# EXCERPT PROVIDED start

Early in 2011 I set the 1st years a between-tutorials task of keeping some kind of reflective diary or blog about their Geography studies every day until their next tutorial in two weeks time. It sounded like a fun and useful exercise, so I thought I’d join in… partly to show them how you might do it (an example, not a model) and partly because, well, it’s a fun and useful exercise! I asked the students to treat it as an exploration and an adventure. Looking back on it a year later I found it interesting, so I thought I’d post it here, just for the record, in case anybody wondered what kinds of things went through a Geography lecturer’s mind at work, day to day. Here are my (slightly cut down) entries.
Just had one formal class today: a 1st-yr tutorial… the one where I video them giving talks for the first time. I’m keeping up the “new style” tutorials – pretty relaxed, and the students seem happy with them. This is a good group: they all did their bit, even though I know it was painful for some of them. I’d have hated it if I was still them. What am I talking about: I am still them – they just don’t recognise me. Getting them to do the reflective diary is new, but it fills a very clear need at this stage. My dog, Gus, means well and when you set him a task (like SIT and STAY) he goes to it with enthusiasm… for about 10 seconds then his mind wanders. He needs to learn some staying power. Doing something every day without fail for a fortnight might turn out to be a challenge for the students, but it’s an important thing for them to get used to. I’m really curious to see whether they take it seriously and see the point of it. I deliberately didn’t give it a big build up. I just offered it and we’ll see whether they see what a great gift it actually is. I can guess a couple that won’t bother, and a couple might miss days and try to cover up. May be I’ll turn out to skip a day! That’s another reason it’s good for the lecturer sometimes to do the work that he sets the students: how can I fairly judge them if I haven’t actually had a go myself? Having said that, most of my life seems to be about writing reflective diaries. In other news: Routledge are asking whether we want to do an update to our bestselling -How to do your dissertations- book (hmmm, may be), the U.S, National Science Foundation want me to referee a grant proposal (sorry guys, too busy just now), Earth Science Reviews want me to referee a paper about permafrost (oh, OK), and a publisher from Romania that I’ve never heard of wants me to write something in a new Geomorphology book they’re producing (er… I’ve never heard of you!). Spent a lot of time over the last couple of days preparing Friday’s Inspirational Landscapes lecture, met with RIW to discuss next week’s practicals… uh oh, this is becoming a list of what I did, not a reflective diary. Poor example for students. Reflection on today: students did good work, and I should give some thought as to whether it was anything I did in course design or strategy that helped them to do so. Perhaps I should ask them?

# EXCERPT PROVIDED end

» WRITTEN TASKS:
• a. The diary entry mentions several outside parties that contacted the writer and asked for something. List each party along with what it asked the writer to do.
• b. Print the passage of the diary entry from "Early in 2011" to "cut down) entries.".

# DATA EXTRACT start

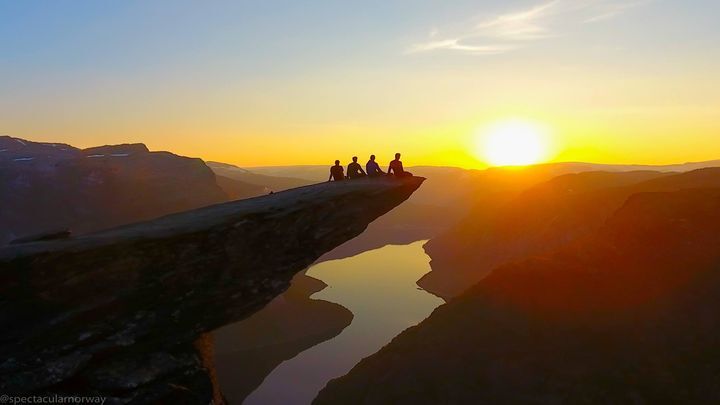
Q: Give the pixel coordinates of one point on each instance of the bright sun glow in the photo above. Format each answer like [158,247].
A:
[512,143]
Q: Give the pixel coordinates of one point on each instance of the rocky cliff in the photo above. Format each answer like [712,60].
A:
[115,312]
[626,315]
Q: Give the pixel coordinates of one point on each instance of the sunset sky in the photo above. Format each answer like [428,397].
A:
[305,82]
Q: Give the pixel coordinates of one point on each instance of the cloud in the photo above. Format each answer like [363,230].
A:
[492,35]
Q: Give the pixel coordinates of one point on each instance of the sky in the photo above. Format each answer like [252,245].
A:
[284,82]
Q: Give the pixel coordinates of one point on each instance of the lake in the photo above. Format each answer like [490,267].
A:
[378,287]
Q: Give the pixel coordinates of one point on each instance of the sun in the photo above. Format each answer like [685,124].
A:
[512,143]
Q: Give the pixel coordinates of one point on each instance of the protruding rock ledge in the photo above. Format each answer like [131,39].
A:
[115,312]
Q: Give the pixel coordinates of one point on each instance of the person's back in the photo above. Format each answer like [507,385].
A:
[337,172]
[355,170]
[396,167]
[372,168]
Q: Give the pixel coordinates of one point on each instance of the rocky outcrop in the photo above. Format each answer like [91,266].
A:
[544,217]
[116,312]
[626,315]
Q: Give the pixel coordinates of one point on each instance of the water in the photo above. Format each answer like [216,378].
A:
[379,288]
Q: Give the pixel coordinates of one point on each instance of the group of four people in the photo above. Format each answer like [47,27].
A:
[372,169]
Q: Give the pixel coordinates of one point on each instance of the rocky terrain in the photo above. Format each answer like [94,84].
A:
[624,314]
[545,216]
[47,187]
[116,312]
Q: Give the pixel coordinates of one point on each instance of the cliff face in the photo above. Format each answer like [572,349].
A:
[116,312]
[627,314]
[544,217]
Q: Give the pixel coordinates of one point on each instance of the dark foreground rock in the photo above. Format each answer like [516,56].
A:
[115,313]
[627,315]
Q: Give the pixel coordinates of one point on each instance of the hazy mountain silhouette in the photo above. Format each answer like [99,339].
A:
[49,186]
[626,314]
[548,215]
[268,183]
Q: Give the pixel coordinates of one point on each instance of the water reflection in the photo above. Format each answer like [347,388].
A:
[379,288]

# DATA EXTRACT end

» TASK SOLUTIONS:
• a.
- Routledge: asked whether they want to do an update to their bestselling book on how to do dissertations.
- The National Science Foundation: wants the writer to referee a grant proposal.
- Earth Science Reviews: wants the writer to referee a paper about permafrost.
- A publisher from Romania the writer had never heard of: wants the writer to write something in a new Geomorphology book it is producing.

• b.
Early in 2011 I set the 1st years a between-tutorials task of keeping some kind of reflective diary or blog about their Geography studies every day until their next tutorial in two weeks time. It sounded like a fun and useful exercise, so I thought I’d join in… partly to show them how you might do it (an example, not a model) and partly because, well, it’s a fun and useful exercise! I asked the students to treat it as an exploration and an adventure. Looking back on it a year later I found it interesting, so I thought I’d post it here, just for the record, in case anybody wondered what kinds of things went through a Geography lecturer’s mind at work, day to day. Here are my (slightly cut down) entries.